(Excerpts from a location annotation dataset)
=-=-=

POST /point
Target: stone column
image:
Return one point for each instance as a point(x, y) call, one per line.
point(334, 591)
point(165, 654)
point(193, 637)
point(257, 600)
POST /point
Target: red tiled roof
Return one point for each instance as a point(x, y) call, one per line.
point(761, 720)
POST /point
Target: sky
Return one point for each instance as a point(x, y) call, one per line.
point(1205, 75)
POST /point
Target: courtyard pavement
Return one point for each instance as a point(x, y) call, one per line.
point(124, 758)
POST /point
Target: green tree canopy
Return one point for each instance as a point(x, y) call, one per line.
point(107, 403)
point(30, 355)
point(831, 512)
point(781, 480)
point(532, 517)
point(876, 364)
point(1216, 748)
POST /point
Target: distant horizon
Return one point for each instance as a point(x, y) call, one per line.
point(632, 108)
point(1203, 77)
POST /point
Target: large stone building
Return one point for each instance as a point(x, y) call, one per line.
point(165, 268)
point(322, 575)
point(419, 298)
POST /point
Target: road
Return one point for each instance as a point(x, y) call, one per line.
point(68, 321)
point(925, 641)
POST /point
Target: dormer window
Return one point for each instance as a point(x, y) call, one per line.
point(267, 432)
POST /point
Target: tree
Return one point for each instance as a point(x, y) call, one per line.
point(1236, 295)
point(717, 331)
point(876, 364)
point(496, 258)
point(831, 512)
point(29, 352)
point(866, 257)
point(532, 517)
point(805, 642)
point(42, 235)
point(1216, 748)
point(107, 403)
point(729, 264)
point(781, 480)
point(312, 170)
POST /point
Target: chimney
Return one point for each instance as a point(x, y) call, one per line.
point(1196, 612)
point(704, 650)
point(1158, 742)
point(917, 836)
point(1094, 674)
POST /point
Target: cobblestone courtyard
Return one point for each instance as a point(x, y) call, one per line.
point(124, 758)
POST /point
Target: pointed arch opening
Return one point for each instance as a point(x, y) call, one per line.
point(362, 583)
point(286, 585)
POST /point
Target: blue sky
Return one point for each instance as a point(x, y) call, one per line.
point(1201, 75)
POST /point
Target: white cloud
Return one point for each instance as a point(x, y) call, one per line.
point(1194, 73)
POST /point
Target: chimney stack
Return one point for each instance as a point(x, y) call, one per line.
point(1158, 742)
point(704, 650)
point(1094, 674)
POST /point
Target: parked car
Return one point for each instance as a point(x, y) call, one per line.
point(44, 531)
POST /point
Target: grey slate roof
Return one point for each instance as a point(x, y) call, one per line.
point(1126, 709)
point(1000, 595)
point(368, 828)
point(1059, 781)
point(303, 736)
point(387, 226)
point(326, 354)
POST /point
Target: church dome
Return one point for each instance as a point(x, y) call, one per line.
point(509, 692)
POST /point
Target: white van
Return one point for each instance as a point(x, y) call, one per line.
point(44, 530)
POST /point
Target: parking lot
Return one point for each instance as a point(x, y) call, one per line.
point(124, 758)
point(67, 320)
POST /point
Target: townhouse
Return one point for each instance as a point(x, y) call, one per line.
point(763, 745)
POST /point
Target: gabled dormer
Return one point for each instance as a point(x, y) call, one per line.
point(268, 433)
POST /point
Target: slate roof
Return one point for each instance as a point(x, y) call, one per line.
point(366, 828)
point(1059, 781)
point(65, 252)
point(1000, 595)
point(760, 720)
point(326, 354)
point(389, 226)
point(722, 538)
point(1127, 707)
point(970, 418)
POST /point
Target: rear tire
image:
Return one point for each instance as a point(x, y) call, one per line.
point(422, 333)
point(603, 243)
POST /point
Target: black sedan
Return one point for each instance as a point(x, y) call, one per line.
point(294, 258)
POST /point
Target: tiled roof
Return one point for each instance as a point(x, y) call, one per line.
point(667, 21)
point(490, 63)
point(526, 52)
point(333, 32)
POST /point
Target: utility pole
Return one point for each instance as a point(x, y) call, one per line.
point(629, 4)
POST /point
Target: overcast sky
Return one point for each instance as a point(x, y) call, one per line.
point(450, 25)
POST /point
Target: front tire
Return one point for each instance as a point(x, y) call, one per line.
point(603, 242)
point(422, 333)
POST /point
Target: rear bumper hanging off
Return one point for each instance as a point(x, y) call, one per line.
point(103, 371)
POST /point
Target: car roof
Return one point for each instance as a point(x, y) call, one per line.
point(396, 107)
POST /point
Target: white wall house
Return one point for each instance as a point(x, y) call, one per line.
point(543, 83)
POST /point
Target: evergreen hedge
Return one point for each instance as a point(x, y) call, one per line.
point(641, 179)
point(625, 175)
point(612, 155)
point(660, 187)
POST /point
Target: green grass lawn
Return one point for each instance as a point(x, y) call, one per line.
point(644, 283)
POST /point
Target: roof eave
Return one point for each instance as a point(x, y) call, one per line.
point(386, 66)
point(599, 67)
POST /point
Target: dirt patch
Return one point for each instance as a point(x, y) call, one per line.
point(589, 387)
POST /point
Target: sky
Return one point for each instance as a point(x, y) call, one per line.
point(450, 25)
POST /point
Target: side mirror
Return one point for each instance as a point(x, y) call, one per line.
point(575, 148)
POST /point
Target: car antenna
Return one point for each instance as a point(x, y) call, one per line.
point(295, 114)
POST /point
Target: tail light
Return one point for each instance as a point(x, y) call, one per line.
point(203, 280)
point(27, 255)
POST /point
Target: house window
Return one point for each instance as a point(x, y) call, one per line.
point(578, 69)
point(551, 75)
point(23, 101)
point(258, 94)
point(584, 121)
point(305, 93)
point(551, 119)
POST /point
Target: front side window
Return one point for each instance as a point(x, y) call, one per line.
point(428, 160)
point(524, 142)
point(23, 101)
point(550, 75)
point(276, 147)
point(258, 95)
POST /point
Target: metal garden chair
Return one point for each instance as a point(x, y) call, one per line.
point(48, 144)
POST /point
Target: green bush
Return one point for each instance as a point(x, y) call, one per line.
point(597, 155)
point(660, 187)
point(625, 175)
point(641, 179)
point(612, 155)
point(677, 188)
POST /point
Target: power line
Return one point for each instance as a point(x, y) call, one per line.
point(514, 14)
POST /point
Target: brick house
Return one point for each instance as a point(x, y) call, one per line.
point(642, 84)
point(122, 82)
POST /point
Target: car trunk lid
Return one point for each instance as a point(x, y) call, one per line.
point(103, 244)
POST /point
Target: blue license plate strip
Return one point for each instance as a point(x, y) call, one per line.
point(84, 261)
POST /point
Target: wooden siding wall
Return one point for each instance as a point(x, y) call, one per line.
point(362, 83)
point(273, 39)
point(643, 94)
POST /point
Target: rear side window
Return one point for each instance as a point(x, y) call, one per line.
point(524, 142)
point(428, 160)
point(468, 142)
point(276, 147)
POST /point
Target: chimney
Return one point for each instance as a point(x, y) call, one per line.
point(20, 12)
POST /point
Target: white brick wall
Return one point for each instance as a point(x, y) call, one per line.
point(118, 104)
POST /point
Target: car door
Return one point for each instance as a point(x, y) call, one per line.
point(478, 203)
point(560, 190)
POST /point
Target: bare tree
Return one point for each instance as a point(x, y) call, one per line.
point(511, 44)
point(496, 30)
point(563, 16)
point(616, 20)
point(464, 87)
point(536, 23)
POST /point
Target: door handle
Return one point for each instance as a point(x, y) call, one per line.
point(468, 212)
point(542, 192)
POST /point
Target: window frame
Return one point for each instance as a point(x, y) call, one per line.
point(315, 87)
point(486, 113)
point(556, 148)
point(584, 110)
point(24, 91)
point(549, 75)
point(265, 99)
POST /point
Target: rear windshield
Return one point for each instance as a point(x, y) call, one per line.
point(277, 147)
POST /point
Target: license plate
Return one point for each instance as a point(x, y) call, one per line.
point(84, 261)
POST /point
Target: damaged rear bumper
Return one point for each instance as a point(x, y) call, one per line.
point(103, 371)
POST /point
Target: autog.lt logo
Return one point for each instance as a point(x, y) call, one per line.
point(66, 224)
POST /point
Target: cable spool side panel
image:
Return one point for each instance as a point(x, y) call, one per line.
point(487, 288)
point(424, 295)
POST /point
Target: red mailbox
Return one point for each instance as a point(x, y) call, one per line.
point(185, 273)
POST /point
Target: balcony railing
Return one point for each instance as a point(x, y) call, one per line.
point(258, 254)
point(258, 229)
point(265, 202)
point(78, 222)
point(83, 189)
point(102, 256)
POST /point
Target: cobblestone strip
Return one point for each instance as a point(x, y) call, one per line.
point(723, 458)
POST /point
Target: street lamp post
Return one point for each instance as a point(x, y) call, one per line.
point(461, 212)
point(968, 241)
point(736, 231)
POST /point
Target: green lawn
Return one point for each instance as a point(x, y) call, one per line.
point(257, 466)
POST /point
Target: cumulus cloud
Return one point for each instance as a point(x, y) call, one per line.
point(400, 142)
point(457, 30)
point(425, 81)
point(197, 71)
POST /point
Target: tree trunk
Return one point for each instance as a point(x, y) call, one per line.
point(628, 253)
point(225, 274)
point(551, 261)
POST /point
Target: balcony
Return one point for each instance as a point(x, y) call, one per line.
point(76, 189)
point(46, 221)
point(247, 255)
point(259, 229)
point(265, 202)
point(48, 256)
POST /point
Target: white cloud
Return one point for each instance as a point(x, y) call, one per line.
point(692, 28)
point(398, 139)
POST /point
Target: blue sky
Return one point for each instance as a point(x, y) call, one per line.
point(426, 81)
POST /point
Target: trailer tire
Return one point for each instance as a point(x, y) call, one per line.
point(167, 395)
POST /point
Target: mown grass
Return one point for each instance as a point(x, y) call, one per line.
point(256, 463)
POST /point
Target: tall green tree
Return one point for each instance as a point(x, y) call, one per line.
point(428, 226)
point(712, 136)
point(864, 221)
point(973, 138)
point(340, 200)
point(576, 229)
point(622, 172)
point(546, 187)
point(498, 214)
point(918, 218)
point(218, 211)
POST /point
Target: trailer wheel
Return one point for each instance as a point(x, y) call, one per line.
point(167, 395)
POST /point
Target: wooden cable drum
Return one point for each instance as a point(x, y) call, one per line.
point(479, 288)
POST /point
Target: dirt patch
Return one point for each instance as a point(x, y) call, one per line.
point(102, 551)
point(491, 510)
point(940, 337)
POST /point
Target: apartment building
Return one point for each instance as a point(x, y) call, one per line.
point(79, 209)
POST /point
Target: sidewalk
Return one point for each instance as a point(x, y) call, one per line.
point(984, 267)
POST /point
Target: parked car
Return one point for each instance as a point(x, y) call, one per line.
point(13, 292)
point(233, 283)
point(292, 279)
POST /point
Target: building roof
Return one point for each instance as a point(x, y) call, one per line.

=-=-=

## What is asked
Count how many lines of the items above contain the string "grass", and reply with only that number.

## Exercise answer
2